> Exercise objective
From the line containing "Target: sky" down to the last line of the records below, copy every line exactly. Leave out everything before it.

> Dataset entries
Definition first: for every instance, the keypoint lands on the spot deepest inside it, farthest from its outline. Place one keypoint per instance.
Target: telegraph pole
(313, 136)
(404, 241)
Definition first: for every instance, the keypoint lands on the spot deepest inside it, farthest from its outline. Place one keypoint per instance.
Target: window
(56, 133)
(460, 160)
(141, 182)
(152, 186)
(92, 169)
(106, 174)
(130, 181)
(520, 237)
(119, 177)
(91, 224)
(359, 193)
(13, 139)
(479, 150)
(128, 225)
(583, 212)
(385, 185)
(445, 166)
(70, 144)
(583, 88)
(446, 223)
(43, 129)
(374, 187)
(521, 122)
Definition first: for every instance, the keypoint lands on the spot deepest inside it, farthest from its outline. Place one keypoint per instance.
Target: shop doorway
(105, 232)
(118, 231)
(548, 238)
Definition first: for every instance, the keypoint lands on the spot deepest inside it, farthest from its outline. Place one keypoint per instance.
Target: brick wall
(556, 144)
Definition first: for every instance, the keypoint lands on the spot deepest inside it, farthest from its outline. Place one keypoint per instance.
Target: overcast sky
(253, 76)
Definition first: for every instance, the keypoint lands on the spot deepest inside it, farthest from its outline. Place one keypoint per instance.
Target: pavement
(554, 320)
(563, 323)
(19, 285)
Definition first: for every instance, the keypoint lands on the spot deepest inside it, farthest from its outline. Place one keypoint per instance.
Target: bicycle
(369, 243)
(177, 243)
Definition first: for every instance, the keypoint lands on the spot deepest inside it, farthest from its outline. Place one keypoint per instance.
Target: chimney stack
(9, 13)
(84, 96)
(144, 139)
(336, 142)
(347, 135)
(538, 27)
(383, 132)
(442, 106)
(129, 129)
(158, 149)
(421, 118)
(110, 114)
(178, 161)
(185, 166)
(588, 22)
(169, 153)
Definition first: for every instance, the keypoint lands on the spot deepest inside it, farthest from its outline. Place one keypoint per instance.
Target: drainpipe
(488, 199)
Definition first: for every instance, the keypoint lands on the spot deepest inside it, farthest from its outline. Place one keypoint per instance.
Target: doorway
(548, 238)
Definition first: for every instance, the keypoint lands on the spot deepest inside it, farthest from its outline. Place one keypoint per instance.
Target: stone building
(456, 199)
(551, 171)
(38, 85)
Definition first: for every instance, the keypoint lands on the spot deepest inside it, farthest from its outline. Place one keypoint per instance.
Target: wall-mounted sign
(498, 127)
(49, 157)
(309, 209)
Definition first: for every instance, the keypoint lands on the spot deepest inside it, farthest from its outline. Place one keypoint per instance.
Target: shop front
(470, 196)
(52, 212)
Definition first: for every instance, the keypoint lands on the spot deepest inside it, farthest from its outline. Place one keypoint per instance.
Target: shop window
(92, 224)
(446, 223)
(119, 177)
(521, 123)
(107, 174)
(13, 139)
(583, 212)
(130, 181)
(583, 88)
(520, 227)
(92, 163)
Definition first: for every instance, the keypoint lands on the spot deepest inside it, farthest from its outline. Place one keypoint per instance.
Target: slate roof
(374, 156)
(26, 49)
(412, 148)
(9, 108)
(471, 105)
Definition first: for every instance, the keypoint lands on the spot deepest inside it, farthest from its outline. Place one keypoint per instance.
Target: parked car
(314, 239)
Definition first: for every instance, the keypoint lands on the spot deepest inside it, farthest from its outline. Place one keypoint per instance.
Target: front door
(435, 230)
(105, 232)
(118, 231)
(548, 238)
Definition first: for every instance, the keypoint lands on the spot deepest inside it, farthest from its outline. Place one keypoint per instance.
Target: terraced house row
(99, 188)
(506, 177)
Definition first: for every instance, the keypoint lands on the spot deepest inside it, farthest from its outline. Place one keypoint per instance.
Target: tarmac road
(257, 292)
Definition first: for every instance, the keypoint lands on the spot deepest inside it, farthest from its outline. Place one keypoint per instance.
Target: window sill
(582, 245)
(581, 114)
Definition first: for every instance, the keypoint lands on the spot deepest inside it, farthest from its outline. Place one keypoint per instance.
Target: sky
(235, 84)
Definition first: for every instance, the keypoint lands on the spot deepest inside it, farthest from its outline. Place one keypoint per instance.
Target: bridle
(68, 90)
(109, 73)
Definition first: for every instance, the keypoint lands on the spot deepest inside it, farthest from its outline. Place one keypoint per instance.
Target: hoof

> Result below
Target: sky
(235, 84)
Definition first: for every instance, the keypoint lands on the spot deepest inside it, farthest from its outline. Place one keypoint per instance.
Target: bridle
(68, 90)
(109, 73)
Definition first: for every instance, the keypoint lands on the spot deepest inside it, farthest from its outline. Place one keypoint per instance.
Target: hoof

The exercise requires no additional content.